**Written instruction**
Pull out each line in the rows below that contains the word "shadow". Only lines where the letters match in upper and lower case count.

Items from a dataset
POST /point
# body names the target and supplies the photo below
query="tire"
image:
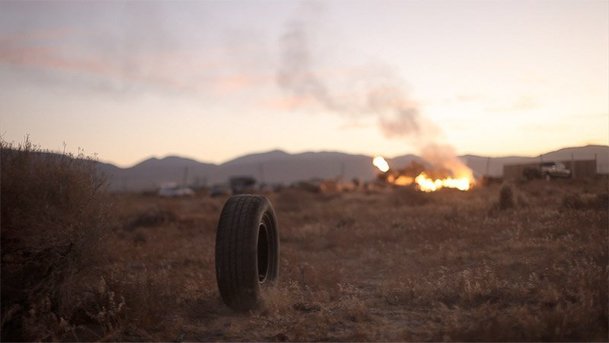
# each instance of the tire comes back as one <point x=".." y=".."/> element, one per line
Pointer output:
<point x="247" y="250"/>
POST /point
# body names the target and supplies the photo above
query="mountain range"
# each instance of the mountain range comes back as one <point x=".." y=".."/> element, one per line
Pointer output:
<point x="278" y="166"/>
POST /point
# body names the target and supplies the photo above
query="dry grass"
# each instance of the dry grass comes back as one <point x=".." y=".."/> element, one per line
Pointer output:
<point x="392" y="265"/>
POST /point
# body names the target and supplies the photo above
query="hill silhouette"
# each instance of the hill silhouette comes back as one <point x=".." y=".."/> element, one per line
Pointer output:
<point x="277" y="166"/>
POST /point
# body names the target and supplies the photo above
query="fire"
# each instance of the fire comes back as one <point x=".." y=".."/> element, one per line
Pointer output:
<point x="381" y="164"/>
<point x="428" y="184"/>
<point x="463" y="180"/>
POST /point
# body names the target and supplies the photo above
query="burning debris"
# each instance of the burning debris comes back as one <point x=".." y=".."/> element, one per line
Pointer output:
<point x="426" y="179"/>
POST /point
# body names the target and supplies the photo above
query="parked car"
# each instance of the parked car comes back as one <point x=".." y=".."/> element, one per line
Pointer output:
<point x="550" y="170"/>
<point x="219" y="189"/>
<point x="173" y="190"/>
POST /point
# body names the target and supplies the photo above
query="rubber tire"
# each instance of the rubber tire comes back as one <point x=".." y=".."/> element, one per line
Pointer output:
<point x="247" y="237"/>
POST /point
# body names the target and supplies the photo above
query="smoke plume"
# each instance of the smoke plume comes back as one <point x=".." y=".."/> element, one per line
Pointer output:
<point x="378" y="95"/>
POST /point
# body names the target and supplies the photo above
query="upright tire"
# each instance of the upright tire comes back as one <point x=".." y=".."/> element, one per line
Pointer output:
<point x="247" y="250"/>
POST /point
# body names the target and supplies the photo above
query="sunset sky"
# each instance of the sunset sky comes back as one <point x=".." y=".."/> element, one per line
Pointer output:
<point x="212" y="80"/>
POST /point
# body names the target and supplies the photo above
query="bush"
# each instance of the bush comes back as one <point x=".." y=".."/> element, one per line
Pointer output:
<point x="53" y="217"/>
<point x="506" y="197"/>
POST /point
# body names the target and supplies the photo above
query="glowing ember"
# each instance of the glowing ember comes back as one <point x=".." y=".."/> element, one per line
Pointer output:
<point x="463" y="178"/>
<point x="380" y="163"/>
<point x="427" y="184"/>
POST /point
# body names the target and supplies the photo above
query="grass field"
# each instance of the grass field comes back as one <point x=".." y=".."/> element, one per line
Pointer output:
<point x="391" y="265"/>
<point x="517" y="262"/>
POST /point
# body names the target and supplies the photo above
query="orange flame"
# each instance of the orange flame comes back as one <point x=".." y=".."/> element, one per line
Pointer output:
<point x="464" y="179"/>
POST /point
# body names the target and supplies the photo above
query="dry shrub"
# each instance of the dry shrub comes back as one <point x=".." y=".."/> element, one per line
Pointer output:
<point x="506" y="198"/>
<point x="576" y="201"/>
<point x="53" y="217"/>
<point x="409" y="196"/>
<point x="150" y="218"/>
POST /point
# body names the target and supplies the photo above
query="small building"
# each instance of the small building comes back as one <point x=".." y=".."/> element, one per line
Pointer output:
<point x="580" y="169"/>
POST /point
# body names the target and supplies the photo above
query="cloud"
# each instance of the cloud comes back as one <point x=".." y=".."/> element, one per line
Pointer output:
<point x="165" y="71"/>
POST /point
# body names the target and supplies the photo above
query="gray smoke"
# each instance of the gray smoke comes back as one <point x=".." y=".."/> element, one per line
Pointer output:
<point x="380" y="96"/>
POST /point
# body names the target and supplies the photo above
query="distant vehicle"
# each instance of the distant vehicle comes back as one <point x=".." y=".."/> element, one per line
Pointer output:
<point x="172" y="190"/>
<point x="550" y="170"/>
<point x="219" y="189"/>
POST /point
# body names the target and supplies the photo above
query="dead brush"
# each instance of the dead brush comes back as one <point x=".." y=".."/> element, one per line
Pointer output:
<point x="54" y="217"/>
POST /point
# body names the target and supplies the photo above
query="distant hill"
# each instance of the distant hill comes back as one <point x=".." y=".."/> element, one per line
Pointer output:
<point x="278" y="166"/>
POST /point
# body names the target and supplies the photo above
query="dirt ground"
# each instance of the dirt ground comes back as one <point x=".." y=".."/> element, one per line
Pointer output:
<point x="389" y="265"/>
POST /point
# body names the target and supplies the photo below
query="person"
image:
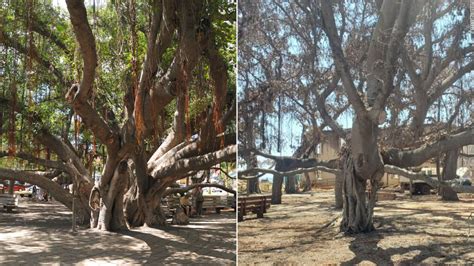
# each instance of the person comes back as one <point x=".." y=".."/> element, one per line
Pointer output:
<point x="199" y="201"/>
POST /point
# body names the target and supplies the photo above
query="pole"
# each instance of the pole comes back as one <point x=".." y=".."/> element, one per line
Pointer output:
<point x="74" y="208"/>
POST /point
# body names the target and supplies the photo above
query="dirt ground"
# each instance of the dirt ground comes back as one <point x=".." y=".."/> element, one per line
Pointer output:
<point x="40" y="233"/>
<point x="409" y="231"/>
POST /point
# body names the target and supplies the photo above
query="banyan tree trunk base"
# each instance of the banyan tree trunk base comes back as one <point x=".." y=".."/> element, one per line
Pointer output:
<point x="358" y="207"/>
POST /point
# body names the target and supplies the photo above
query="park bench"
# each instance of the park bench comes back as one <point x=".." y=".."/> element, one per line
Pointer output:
<point x="253" y="204"/>
<point x="215" y="203"/>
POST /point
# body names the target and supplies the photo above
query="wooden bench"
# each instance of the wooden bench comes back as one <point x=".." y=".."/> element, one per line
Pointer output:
<point x="214" y="202"/>
<point x="253" y="204"/>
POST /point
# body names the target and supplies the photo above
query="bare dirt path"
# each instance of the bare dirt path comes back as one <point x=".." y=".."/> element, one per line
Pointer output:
<point x="40" y="233"/>
<point x="409" y="231"/>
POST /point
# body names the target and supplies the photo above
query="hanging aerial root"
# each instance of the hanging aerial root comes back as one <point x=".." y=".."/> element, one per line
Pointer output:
<point x="94" y="199"/>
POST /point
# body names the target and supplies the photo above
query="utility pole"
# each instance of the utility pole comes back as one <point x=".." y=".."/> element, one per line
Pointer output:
<point x="73" y="208"/>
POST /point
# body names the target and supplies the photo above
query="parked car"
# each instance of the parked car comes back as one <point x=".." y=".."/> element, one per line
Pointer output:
<point x="24" y="193"/>
<point x="17" y="186"/>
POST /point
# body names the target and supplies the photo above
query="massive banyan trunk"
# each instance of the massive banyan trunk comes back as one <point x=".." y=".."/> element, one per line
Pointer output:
<point x="290" y="184"/>
<point x="253" y="186"/>
<point x="276" y="189"/>
<point x="338" y="191"/>
<point x="107" y="201"/>
<point x="307" y="182"/>
<point x="143" y="207"/>
<point x="449" y="173"/>
<point x="361" y="164"/>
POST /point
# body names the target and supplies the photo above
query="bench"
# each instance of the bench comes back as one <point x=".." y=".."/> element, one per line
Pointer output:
<point x="253" y="204"/>
<point x="215" y="202"/>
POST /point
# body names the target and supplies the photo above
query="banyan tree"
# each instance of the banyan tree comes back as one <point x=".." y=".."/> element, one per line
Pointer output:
<point x="402" y="70"/>
<point x="121" y="98"/>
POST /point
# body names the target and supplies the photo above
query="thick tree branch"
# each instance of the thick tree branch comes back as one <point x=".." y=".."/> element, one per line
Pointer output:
<point x="181" y="167"/>
<point x="188" y="188"/>
<point x="33" y="53"/>
<point x="245" y="173"/>
<point x="39" y="161"/>
<point x="342" y="66"/>
<point x="391" y="169"/>
<point x="420" y="155"/>
<point x="39" y="179"/>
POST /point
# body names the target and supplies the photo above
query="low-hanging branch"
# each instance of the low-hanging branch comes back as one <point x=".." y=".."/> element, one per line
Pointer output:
<point x="244" y="174"/>
<point x="454" y="185"/>
<point x="40" y="179"/>
<point x="183" y="166"/>
<point x="39" y="161"/>
<point x="190" y="187"/>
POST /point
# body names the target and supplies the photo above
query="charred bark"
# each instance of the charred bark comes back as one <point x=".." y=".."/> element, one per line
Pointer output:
<point x="276" y="189"/>
<point x="290" y="184"/>
<point x="449" y="173"/>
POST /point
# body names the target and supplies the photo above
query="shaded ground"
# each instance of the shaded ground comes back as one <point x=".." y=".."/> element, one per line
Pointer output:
<point x="41" y="233"/>
<point x="409" y="231"/>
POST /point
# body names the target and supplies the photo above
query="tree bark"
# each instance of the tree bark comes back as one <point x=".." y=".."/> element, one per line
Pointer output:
<point x="290" y="184"/>
<point x="276" y="189"/>
<point x="111" y="216"/>
<point x="449" y="173"/>
<point x="338" y="191"/>
<point x="253" y="186"/>
<point x="307" y="183"/>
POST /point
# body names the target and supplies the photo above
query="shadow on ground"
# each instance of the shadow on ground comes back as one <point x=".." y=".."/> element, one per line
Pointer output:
<point x="41" y="233"/>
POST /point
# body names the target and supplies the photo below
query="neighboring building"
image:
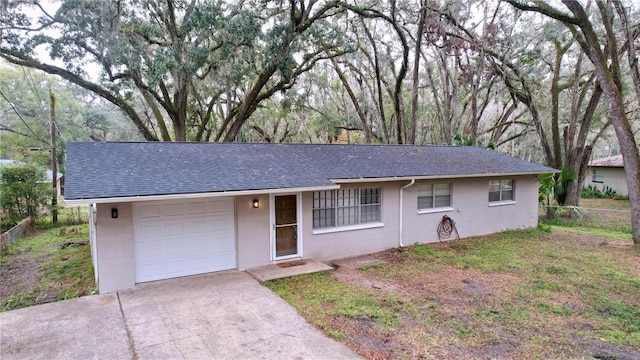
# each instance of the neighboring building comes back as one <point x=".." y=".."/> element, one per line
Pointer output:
<point x="164" y="210"/>
<point x="48" y="173"/>
<point x="607" y="172"/>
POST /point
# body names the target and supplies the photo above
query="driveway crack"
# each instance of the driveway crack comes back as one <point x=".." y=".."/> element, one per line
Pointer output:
<point x="132" y="345"/>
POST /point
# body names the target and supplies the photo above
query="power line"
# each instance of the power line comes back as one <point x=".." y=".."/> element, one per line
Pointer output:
<point x="21" y="118"/>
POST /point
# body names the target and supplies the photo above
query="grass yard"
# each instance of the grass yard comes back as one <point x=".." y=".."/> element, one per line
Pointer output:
<point x="50" y="265"/>
<point x="568" y="293"/>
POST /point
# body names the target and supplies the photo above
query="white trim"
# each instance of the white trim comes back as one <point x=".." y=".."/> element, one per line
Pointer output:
<point x="500" y="203"/>
<point x="400" y="221"/>
<point x="435" y="210"/>
<point x="347" y="228"/>
<point x="436" y="177"/>
<point x="199" y="195"/>
<point x="272" y="217"/>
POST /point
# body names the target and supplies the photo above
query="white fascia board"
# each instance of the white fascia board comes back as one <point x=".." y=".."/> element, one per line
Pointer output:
<point x="197" y="195"/>
<point x="432" y="177"/>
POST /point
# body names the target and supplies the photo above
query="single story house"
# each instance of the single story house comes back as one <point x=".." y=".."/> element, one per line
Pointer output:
<point x="607" y="172"/>
<point x="164" y="210"/>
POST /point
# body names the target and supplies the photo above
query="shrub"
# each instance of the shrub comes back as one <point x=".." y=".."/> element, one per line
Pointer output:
<point x="24" y="191"/>
<point x="592" y="192"/>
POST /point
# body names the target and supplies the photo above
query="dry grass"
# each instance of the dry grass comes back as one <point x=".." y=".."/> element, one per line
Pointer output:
<point x="39" y="269"/>
<point x="524" y="294"/>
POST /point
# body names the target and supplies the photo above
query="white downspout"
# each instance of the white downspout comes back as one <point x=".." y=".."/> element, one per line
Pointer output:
<point x="413" y="181"/>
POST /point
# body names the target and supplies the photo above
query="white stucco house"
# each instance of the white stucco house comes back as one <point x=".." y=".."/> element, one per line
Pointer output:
<point x="164" y="210"/>
<point x="609" y="172"/>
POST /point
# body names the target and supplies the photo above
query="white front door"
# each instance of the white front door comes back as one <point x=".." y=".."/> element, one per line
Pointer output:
<point x="286" y="230"/>
<point x="183" y="237"/>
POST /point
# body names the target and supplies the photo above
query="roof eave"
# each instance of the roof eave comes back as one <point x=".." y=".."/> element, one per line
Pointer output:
<point x="125" y="199"/>
<point x="436" y="177"/>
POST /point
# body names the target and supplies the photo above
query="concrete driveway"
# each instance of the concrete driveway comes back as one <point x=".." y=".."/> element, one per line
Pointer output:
<point x="217" y="316"/>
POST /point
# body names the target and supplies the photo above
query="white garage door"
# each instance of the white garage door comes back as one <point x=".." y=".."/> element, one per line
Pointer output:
<point x="183" y="237"/>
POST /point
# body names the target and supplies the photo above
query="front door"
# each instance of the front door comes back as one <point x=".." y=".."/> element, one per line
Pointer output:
<point x="286" y="243"/>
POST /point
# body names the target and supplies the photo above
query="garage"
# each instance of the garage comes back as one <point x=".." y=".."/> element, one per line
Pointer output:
<point x="183" y="237"/>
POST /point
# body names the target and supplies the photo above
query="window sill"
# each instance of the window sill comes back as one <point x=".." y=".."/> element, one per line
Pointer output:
<point x="435" y="210"/>
<point x="347" y="228"/>
<point x="501" y="203"/>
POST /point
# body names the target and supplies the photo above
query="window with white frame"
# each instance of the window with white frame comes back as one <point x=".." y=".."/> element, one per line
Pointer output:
<point x="598" y="175"/>
<point x="433" y="196"/>
<point x="501" y="190"/>
<point x="345" y="207"/>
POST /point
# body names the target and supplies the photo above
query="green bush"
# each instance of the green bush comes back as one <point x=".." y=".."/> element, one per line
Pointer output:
<point x="592" y="192"/>
<point x="24" y="191"/>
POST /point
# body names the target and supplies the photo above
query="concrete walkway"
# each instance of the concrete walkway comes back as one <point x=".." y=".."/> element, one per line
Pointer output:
<point x="217" y="316"/>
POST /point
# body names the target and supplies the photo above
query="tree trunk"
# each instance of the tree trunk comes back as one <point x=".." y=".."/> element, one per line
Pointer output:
<point x="416" y="71"/>
<point x="611" y="91"/>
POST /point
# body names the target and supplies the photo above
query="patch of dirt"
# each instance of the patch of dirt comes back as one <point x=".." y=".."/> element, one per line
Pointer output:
<point x="599" y="349"/>
<point x="347" y="272"/>
<point x="461" y="293"/>
<point x="18" y="275"/>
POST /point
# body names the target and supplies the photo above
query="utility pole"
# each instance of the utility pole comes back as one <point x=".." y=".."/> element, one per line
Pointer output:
<point x="54" y="158"/>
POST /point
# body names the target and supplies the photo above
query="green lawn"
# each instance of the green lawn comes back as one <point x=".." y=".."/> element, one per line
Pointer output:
<point x="519" y="294"/>
<point x="40" y="268"/>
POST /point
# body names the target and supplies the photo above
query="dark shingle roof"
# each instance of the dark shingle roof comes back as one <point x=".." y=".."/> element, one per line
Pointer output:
<point x="122" y="169"/>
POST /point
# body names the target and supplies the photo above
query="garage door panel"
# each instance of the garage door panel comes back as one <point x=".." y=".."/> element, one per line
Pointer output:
<point x="174" y="229"/>
<point x="176" y="209"/>
<point x="149" y="211"/>
<point x="220" y="206"/>
<point x="187" y="238"/>
<point x="197" y="208"/>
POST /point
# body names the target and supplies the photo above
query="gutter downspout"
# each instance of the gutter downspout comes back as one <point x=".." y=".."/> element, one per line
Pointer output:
<point x="413" y="181"/>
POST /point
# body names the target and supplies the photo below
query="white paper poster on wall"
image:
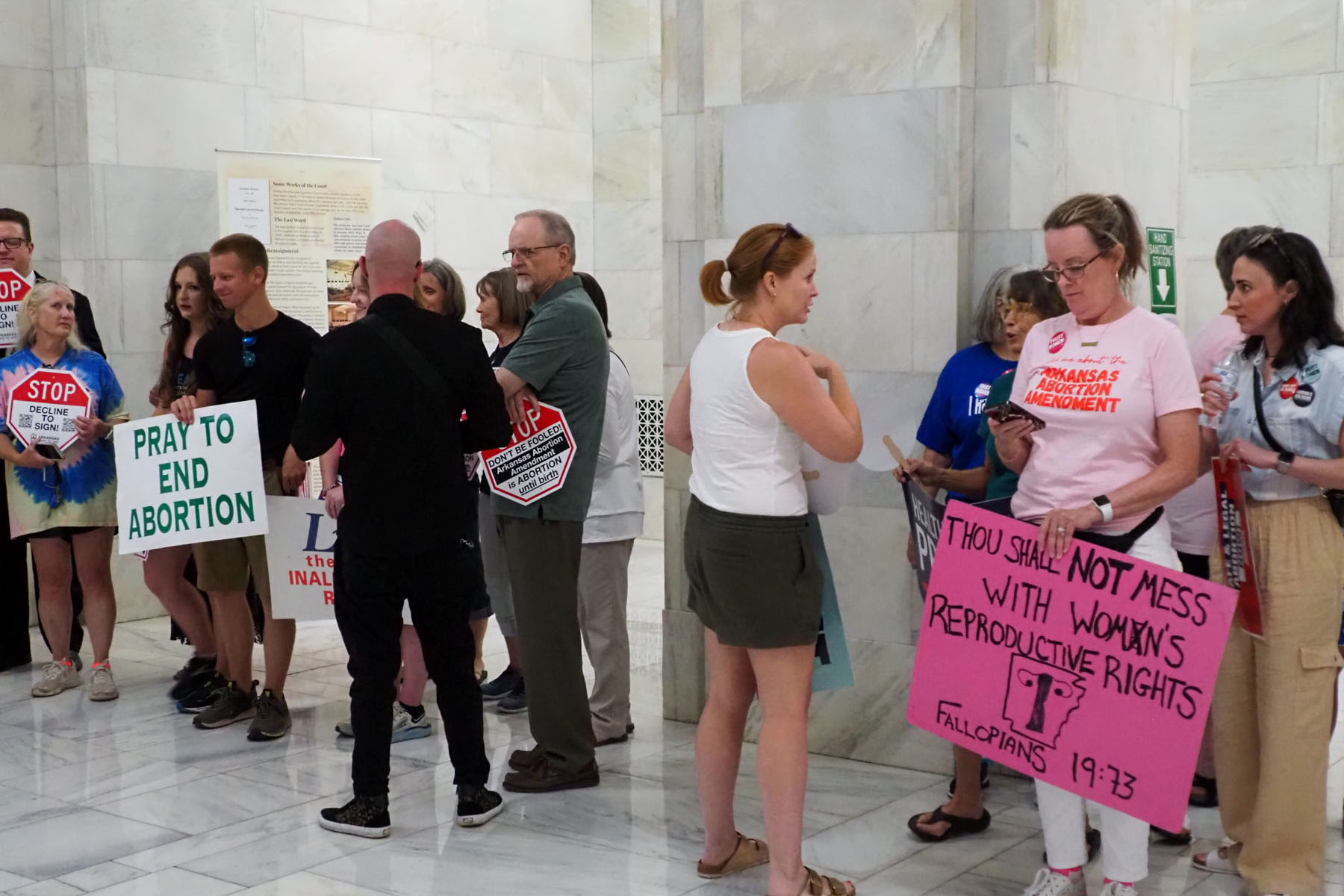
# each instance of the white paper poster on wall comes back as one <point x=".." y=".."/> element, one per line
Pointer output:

**Solution for this problem**
query="shadow on ground"
# each instance of the shadow on ground comes back as one <point x=".." y=".."/> element, one per line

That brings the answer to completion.